TASK GOAL:
Repeat every record below exactly, but leave out any pictures.

EXCERPTED RECORDS:
==============================

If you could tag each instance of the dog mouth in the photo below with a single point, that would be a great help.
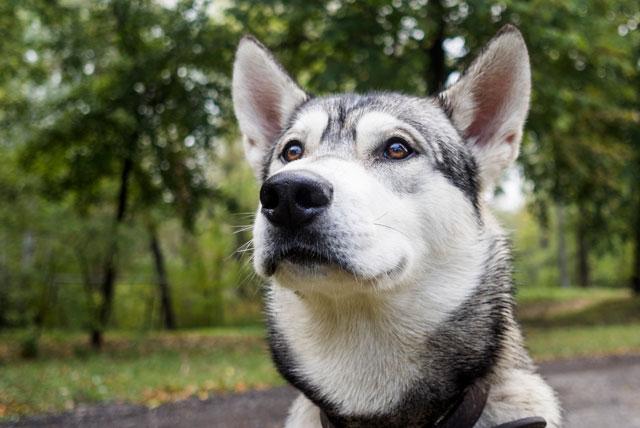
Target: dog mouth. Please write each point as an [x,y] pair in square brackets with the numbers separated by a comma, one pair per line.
[310,259]
[305,257]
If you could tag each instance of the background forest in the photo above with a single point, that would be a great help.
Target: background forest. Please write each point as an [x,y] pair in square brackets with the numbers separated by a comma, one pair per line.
[125,200]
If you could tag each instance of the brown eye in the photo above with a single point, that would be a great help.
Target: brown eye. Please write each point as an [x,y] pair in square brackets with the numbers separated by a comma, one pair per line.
[396,148]
[292,151]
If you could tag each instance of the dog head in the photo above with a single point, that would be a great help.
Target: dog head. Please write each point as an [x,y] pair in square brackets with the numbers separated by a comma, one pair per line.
[362,192]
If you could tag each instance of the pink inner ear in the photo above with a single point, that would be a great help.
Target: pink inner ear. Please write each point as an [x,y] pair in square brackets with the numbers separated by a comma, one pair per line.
[267,103]
[490,93]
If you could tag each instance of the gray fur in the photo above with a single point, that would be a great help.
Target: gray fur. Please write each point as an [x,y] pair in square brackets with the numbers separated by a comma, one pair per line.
[406,298]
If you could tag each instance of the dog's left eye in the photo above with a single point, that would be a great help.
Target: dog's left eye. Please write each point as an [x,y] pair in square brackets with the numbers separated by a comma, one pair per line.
[397,148]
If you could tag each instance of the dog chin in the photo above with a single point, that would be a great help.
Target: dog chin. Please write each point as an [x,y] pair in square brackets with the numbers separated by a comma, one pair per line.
[334,279]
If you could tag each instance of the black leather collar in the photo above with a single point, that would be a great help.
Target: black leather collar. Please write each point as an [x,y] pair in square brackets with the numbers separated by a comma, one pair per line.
[463,413]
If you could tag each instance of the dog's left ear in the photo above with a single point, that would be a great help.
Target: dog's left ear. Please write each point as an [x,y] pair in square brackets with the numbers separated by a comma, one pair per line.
[489,103]
[264,96]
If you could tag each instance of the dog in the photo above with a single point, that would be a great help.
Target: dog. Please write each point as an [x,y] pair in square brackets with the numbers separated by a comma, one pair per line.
[390,298]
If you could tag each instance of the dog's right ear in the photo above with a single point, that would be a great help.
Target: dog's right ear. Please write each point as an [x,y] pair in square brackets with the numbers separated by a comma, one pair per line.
[264,96]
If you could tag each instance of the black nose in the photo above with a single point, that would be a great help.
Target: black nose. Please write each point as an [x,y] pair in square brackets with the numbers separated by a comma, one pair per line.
[293,199]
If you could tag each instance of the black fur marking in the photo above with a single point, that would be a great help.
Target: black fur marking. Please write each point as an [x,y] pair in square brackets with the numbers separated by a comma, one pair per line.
[462,350]
[460,168]
[445,104]
[457,164]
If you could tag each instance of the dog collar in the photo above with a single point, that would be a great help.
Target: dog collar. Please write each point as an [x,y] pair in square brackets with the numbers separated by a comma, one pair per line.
[464,413]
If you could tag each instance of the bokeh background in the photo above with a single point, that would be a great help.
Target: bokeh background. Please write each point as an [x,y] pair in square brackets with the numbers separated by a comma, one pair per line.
[125,204]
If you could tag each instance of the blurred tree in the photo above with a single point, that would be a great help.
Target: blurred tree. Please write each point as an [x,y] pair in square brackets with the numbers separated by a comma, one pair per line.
[131,108]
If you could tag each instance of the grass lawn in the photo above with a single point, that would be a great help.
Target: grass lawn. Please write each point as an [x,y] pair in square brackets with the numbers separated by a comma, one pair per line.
[163,366]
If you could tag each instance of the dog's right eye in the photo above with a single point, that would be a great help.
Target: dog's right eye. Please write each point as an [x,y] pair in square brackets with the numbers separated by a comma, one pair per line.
[292,151]
[396,148]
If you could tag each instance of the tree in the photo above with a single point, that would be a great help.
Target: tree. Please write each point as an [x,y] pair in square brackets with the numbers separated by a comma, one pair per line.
[131,109]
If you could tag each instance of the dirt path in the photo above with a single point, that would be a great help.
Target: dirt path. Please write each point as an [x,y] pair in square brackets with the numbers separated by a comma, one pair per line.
[595,393]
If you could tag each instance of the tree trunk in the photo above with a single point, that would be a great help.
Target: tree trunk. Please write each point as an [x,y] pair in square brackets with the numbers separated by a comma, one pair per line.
[435,71]
[635,282]
[584,270]
[110,269]
[166,307]
[562,247]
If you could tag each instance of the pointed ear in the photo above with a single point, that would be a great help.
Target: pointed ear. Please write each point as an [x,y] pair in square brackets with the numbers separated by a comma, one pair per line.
[264,96]
[489,104]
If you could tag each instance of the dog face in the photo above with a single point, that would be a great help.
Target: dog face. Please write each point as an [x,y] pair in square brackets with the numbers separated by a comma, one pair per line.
[369,192]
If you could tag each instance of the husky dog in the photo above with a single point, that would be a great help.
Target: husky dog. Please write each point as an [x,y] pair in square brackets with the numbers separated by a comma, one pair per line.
[390,299]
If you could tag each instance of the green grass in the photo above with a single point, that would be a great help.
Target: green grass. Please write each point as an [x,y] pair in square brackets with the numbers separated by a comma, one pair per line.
[150,370]
[157,367]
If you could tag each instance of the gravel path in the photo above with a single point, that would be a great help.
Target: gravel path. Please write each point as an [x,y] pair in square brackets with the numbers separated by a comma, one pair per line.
[595,393]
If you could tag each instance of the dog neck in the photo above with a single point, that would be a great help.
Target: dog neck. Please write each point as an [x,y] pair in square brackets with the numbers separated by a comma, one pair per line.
[381,358]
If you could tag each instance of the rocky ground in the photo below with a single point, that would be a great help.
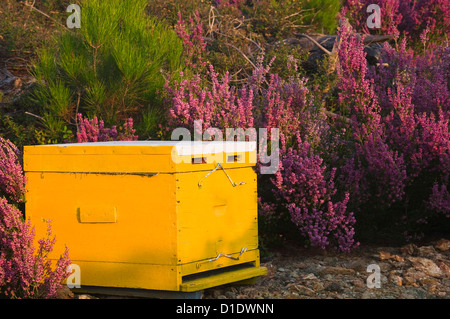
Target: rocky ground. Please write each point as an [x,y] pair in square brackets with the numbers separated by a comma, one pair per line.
[408,272]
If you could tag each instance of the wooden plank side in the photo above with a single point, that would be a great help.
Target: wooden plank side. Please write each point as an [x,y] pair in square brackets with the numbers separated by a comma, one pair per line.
[216,218]
[144,230]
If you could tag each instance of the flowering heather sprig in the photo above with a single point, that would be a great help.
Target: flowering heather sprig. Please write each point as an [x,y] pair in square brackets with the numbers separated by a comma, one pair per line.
[95,131]
[12,180]
[219,105]
[409,17]
[371,166]
[193,43]
[307,194]
[25,273]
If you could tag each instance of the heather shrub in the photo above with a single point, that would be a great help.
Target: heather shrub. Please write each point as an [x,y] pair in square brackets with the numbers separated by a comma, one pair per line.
[25,270]
[396,159]
[305,188]
[12,181]
[407,17]
[302,192]
[95,131]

==============================

ANSWER TO THIS TASK:
If you could tag each instance of the dog mouth in the photo below with a single point, that would be a great help.
Target: dog mouth. Please write each point as an [x,y] pair in square brackets with the numbers separated by a comma, one pair per line.
[310,259]
[305,257]
If you could tag each instance of the background forest in the photo above with a single point, that would be a great help.
Target: background forest. Please write each point as an [x,y] pair in square brackets with the numbers separated by a comma, one pair per line.
[125,200]
If you could tag each instance of the brown eye in the photo above with a single point, that would be a great help.
Target: brown eye. Please write each point as an [x,y] pair in square brackets with the numbers separated by a comma, one pair per line.
[396,148]
[292,151]
If you could tag each instance of the dog head in the photo above with a single point, that would be a great help.
Target: dog head. Please write each point as an [x,y] pair in square brackets with the numbers separated by a comma, one pair per line.
[362,192]
If you could tag each instance of the pink inner ear in the photo above with a single point, that would be a great help.
Target: pink inner ear. Please write each point as an [x,y] pair in square brackets with the numbers separated by a comma, one pair per line.
[267,103]
[490,93]
If you could tag each instance of the gray fur in the photo above with a single point, that would be a great help.
Target: gray fur. Please write each point as an [x,y] pair in square brackets with the numbers separated by a comma, one pair per line.
[406,298]
If you could tag each instance of the dog's left eye in the photo above with a single point, that would be a great help.
Target: dog's left eye. Please write each point as an [x,y] pair in square brackets with the numbers separated by a comma, one pair per line.
[397,148]
If you could tag each instance of the dog chin in the photo above with a single point, that would be a great help.
Target: dog chin. Please write each point as an [x,y] pair in square brackets with the numbers separated by a comma, one pair per line.
[334,279]
If you could tag each instance of the black leather collar in the photo above with a single point, that would be a great help.
Target: black leather collar. Please write each point as an [x,y] pair in square brackets with the numbers separated by a comma, one pair per line.
[463,413]
If you could tag each instance of the dog's left ear in the photo above with a single point, that would be a great help.
Target: dog's left ear. Please write each point as an [x,y] pair in square brackets with the numbers separated by a comma, one pair per line.
[489,103]
[264,96]
If you could tag each instance of the dog in the photo above with a single point, that would be a great help.
Target: dog. Please write each point as an [x,y] pair in square brackets with the numbers separated by a comma, one pair per line.
[390,298]
If you could tag each instance of the dog's right ear in the photo above with a single point, that would be a great help.
Target: dog's right ear. Please write each point as an [x,y] pair in square brackets with the numbers separated by a comma, one pair per line.
[264,96]
If you could tag each instance of the black nose in the photo above with a single point, that would be a great help.
Target: black nose. Please write each point as an [x,y] pair in square brackets with the numbers separated by a comma, one pair per line.
[293,199]
If you could tag each instance of the black fur marking in the photo above with a single point, that would be a great help.
Target: black fur marking. Please write each point as an [x,y] pair in square brackets with the numbers separated by a comma, one pair per line.
[462,350]
[460,168]
[445,104]
[457,164]
If you could tag each instance of the dog collar in the photo above with a single point, that would be a great help.
Target: dog collar. Please write each point as an [x,y] pair in square brackets with the numbers separated by a comma, one pair per line.
[464,413]
If you could tag each instance of the bokeh background in the photo above with a single point, that would be a great help.
Target: bokeh background. Please write each point as an [x,y] pair in square brackets with the numbers separated by a comma, one pair per line.
[125,204]
If you could tag each instance of the blurred tree in the photo above with a single point, that would be a great help.
Target: blurred tree. Please write each point as an [x,y] pair in square brackets with the numbers separated by a comma, one pair per line.
[131,108]
If you could tag each instance of the grass lawn in the photo above with a single point, that would be a great help.
Target: grass lawn. Please write each point as an [x,y] pair in square brackets with the numbers separated by a comma, one pair per line.
[163,366]
If you could tag each instance of the dog's right eye in the photo above with a single point, that would be a great help.
Target: dog's right eye. Please write each point as an [x,y] pair in square brackets with the numbers separated by a comma, one pair per line.
[292,151]
[396,148]
If you could tag each instance of the tree in the photo above with a single point, that would be a great help.
Target: tree. Please write each point as an [x,y] pair in square brackets with the numbers separated by a comma, one pair per line.
[131,109]
If you could tag each instance of the dirt path in the photo above with a single point, that would be a great help.
Target: dirt path. Please write each point as an [x,y] pair in square brackets with the numbers separated by a comma, one pair per line.
[595,393]
If you could tag each instance of the tree trunk in the photo above with a single point, that would be a great help.
Target: tree trunk. Please write each point as an [x,y] pair in square brackets with the numbers separated by a comma, one pair per line.
[435,71]
[635,282]
[584,270]
[110,269]
[166,307]
[562,247]
If you could tag each instance of the pointed ear in the photo above with a single point, that would be a great help.
Target: pointed ear. Please write each point as an [x,y] pair in square brackets with the numbers separated by a comma, one pair per line.
[264,96]
[489,104]
If you could tag each instance of the dog face in the photo above with a single point, that would be a great help.
Target: dog face. Please write each point as an [x,y] pair in square brackets with the numbers separated by a comma, one pair per line.
[369,192]
If you could tag each instance of the husky dog in the photo above with a single point, that would be a great help.
Target: husky dog. Please write each point as an [x,y] pair in square brackets with the numbers separated by a comma, one pair per line.
[390,299]
If you could tag each instance of the green grass in the photo above with a single point, that would be a great help.
Target: green grass. Please write each point as an [x,y] pair in square brackets with the numbers separated by a comma, one pair per line.
[150,370]
[157,367]
If you could tag each instance of the gravel path in the photo above with a single point, that would be a great help.
Target: gravel path. Please write each point as an [x,y] pair in square brackets with the numbers separated by a comma, one pair per line.
[595,393]
If you could tag each instance of the dog neck in the photo above with a single point, that would be a great help.
Target: dog neck. Please write each point as an [x,y] pair in square brackets with the numbers separated by a comma, one pair per line.
[381,358]
If you could tag each instance of the rocky ground in the photo below with a single point, that would be a great help.
Target: rocky ground. Please write each point as an [x,y] pair in square brackets with the numbers separated by a comma, one pair per line.
[408,272]
If you could tag each instance of the wooden plank side in the photo above with a single point, that would be a great help.
Target: wooden plank side. Please write each point as an [x,y] pair in square brackets with the numbers separated by a comma, one pair per line.
[216,218]
[144,230]
If you could tag each instance of the flowering heather sprig in the photo above with a single point, that would be a great help.
Target: flowering heather sprig. Please write each point as an [x,y] pair in square brackets with the numbers separated by a comma, one pair per line.
[95,131]
[12,180]
[219,105]
[409,17]
[371,166]
[193,43]
[307,194]
[25,273]
If you could tag each instance of the heather shrub in the photo above with a single point, that would be a great help.
Target: heather shrub. Please write each point as an [x,y] pair in square brackets with the numbers separated by a comma, one pair per line.
[25,270]
[396,159]
[305,188]
[12,181]
[407,17]
[302,192]
[95,131]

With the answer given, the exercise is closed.